(EXERCISE BRIEF) Pull out every line of the listing below that contains the word "silver", and copy each one unchanged.

(DATASET RECORDS)
--- begin ---

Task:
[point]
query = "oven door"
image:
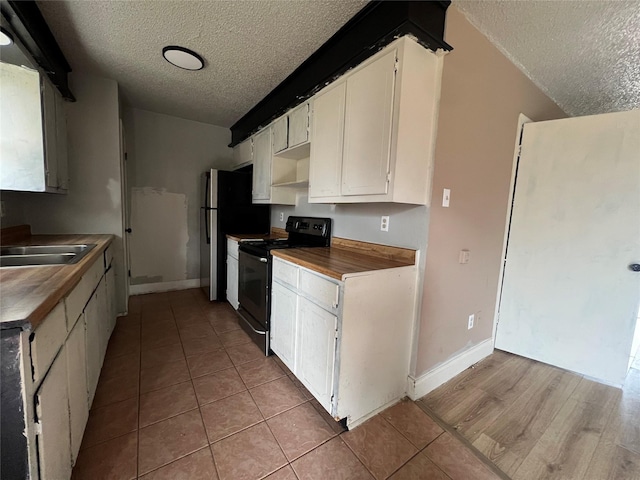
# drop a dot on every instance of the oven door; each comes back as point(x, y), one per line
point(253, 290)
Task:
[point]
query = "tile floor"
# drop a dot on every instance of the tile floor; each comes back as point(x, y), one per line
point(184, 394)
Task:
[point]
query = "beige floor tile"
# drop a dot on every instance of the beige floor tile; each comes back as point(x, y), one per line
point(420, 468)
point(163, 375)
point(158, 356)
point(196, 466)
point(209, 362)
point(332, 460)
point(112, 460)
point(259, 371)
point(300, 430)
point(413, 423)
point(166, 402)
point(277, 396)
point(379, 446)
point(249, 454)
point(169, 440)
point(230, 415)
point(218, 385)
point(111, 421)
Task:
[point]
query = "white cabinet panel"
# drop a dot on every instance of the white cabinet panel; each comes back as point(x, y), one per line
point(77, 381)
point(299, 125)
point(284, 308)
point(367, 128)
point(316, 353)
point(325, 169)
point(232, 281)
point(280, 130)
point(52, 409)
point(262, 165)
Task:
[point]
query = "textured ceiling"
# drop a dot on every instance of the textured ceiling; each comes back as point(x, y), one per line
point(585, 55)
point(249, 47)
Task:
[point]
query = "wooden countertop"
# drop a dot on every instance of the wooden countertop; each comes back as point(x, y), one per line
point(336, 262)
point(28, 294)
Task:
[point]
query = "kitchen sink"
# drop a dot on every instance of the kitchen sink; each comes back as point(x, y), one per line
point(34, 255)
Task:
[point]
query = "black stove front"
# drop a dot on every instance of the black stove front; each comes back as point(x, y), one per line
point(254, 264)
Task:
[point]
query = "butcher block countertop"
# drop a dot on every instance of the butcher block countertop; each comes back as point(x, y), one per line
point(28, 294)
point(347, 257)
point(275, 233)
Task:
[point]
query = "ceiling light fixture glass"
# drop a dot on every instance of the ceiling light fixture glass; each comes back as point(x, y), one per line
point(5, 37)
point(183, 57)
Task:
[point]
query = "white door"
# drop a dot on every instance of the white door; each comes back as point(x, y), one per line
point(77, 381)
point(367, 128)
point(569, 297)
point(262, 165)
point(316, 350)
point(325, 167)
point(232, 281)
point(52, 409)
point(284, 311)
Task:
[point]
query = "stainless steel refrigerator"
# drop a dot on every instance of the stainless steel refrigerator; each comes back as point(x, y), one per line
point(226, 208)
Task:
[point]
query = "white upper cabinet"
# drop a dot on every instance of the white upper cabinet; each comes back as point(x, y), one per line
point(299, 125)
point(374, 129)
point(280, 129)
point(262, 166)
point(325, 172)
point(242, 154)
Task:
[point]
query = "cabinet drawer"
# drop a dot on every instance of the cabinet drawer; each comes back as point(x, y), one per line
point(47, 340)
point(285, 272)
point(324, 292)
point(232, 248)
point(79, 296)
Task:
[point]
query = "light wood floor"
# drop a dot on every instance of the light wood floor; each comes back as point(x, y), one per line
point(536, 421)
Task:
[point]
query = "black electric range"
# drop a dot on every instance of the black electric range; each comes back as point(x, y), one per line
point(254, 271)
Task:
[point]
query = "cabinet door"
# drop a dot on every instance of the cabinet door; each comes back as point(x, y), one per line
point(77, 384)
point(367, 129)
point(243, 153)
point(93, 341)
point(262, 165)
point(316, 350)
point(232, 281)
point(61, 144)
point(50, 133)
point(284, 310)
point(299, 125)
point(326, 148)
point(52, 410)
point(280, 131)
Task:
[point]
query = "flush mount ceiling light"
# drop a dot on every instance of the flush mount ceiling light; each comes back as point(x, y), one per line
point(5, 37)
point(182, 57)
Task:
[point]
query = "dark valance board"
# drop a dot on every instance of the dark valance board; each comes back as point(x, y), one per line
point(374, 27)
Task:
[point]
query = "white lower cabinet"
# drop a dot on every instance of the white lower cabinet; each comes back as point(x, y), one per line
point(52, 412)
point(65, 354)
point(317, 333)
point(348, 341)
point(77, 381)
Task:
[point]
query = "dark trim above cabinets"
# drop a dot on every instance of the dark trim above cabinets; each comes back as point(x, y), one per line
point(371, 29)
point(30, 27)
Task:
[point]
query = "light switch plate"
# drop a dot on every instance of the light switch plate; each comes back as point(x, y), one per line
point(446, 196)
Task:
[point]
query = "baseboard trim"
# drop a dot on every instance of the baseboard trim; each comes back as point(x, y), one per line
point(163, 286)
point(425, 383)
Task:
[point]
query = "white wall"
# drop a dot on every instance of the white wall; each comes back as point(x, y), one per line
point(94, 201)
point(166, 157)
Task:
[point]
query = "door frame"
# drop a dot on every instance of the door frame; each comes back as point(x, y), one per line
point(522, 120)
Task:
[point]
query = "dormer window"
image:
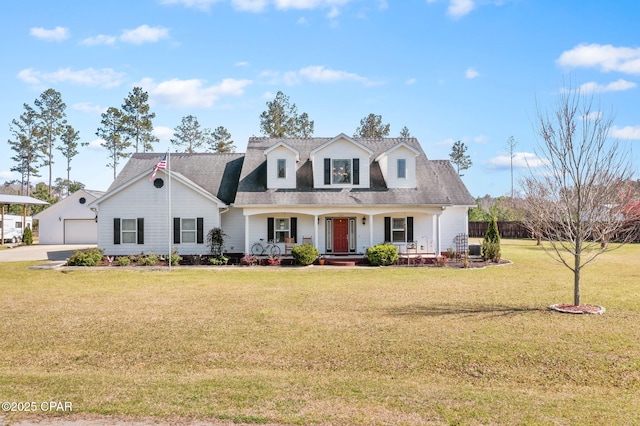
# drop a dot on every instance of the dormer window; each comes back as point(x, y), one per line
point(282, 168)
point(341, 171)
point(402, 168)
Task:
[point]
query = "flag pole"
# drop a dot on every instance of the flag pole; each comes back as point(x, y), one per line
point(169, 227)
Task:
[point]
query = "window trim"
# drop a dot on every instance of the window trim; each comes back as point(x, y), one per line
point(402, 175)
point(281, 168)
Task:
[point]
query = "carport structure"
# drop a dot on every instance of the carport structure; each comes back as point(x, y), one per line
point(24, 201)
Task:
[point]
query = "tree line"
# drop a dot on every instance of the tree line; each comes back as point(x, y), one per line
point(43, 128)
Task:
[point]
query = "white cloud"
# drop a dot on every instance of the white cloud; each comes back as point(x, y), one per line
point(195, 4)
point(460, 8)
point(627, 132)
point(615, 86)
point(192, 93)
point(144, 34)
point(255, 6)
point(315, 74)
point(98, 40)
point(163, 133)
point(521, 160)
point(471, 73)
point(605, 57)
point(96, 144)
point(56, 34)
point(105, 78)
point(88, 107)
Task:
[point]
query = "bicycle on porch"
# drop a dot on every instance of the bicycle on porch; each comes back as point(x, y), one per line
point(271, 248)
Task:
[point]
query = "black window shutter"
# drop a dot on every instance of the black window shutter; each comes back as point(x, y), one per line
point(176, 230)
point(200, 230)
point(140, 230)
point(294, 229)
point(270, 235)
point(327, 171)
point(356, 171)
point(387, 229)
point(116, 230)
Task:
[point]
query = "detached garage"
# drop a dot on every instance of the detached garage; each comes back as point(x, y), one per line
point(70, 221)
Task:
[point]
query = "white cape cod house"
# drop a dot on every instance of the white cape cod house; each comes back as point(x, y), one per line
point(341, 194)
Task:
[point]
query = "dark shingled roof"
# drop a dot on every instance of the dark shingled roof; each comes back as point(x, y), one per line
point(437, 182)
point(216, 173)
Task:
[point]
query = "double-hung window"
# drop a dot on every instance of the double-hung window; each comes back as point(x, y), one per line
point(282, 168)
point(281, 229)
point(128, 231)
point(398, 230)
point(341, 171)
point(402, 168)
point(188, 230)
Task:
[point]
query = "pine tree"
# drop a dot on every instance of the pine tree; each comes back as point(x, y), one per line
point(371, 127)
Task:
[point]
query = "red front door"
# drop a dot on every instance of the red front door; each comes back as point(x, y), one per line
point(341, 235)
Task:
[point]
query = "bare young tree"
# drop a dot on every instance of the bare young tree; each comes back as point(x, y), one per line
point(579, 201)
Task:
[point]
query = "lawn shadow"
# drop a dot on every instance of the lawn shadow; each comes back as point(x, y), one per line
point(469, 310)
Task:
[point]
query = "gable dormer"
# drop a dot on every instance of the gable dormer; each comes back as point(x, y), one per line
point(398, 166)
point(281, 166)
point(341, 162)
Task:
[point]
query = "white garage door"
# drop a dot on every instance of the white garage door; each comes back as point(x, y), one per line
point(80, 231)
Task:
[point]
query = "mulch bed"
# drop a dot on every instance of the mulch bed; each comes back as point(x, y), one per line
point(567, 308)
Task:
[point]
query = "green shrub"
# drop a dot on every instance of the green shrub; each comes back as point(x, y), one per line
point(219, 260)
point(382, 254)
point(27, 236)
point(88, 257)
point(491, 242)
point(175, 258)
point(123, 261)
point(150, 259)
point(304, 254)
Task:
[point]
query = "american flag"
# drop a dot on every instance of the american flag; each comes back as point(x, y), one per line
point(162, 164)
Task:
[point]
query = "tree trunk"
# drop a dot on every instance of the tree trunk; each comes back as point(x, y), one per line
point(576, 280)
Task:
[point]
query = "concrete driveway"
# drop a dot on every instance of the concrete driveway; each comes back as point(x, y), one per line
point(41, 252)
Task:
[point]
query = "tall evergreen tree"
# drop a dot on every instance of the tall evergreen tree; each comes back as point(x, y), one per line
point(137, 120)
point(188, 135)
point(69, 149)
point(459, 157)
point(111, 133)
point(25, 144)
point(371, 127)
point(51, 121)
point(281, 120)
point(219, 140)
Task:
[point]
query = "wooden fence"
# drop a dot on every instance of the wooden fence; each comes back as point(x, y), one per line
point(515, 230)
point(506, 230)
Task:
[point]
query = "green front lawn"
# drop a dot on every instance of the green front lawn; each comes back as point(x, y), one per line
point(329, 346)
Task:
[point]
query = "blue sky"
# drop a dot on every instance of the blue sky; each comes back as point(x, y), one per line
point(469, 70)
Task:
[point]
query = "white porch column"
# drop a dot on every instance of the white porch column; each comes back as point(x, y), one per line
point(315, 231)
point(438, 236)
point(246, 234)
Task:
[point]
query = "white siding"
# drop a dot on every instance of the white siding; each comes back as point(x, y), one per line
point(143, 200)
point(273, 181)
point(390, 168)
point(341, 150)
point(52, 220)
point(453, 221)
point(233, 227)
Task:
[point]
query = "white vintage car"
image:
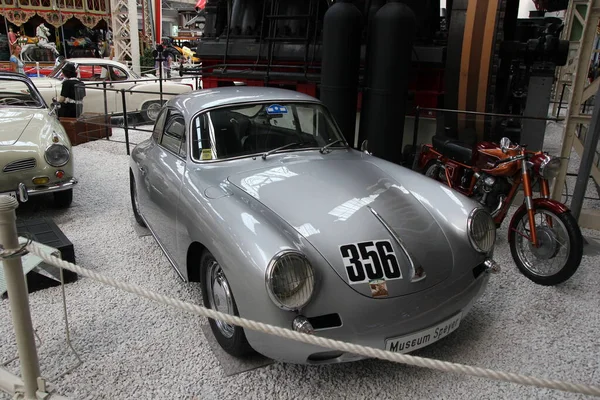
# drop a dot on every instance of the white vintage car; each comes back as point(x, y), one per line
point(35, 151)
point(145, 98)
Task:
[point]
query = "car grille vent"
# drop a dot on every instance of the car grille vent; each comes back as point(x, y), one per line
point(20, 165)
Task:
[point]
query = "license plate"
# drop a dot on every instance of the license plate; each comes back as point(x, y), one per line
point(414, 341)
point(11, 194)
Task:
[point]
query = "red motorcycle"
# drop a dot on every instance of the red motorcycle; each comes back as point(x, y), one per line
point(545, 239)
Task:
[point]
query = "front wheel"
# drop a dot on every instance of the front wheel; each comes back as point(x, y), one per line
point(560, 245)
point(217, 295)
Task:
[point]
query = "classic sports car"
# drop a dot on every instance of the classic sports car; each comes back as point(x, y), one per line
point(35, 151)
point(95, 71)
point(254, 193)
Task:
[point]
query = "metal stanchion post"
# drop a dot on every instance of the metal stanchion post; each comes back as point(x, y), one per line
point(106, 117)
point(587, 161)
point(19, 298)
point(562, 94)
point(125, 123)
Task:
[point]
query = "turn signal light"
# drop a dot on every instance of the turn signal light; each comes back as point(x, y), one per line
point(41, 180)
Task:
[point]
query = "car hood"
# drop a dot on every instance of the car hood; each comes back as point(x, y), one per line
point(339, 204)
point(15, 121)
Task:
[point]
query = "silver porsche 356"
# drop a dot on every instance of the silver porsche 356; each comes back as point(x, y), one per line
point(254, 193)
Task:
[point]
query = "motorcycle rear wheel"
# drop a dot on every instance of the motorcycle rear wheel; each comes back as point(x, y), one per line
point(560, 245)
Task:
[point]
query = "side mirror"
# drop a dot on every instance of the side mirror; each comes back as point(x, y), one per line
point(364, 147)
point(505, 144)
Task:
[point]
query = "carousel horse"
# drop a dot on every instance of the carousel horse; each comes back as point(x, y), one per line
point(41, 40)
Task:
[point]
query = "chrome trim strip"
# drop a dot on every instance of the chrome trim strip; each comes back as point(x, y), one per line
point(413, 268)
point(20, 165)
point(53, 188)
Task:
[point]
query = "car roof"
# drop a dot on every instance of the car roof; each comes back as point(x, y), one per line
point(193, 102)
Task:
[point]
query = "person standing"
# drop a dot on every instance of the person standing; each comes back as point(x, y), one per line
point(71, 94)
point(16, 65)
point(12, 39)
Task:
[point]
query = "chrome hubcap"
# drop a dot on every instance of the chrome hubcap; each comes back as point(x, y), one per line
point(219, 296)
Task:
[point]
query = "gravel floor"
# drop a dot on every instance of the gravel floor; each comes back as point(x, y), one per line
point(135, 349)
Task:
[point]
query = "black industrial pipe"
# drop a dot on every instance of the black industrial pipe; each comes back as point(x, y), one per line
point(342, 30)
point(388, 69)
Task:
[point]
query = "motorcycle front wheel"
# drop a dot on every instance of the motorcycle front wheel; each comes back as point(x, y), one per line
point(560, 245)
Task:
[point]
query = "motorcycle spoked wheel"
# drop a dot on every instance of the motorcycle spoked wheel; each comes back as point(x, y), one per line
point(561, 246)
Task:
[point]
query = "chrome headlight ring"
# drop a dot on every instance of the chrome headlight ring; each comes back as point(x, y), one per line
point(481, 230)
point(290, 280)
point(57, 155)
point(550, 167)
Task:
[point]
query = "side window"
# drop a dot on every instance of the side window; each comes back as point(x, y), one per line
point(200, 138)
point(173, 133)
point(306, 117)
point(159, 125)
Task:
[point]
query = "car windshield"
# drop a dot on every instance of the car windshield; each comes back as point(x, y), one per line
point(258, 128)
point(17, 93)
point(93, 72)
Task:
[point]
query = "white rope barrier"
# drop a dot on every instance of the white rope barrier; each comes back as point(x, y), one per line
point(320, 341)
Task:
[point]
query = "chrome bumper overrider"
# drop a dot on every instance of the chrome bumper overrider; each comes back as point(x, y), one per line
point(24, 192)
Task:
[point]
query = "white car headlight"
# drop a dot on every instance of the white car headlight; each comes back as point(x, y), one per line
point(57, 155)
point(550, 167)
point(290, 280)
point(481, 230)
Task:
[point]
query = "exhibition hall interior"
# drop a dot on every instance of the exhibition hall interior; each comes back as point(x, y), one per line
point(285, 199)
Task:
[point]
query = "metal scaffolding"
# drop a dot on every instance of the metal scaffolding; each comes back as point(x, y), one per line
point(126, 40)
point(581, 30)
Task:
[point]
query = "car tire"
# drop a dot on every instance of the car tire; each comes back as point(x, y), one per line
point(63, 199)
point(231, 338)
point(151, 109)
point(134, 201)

--- end ---

(FULL RESPONSE)
query = "silver porsche 356"
# drop a dot on every instance of the silver porsche 356; each comes back as point(x, y), one per line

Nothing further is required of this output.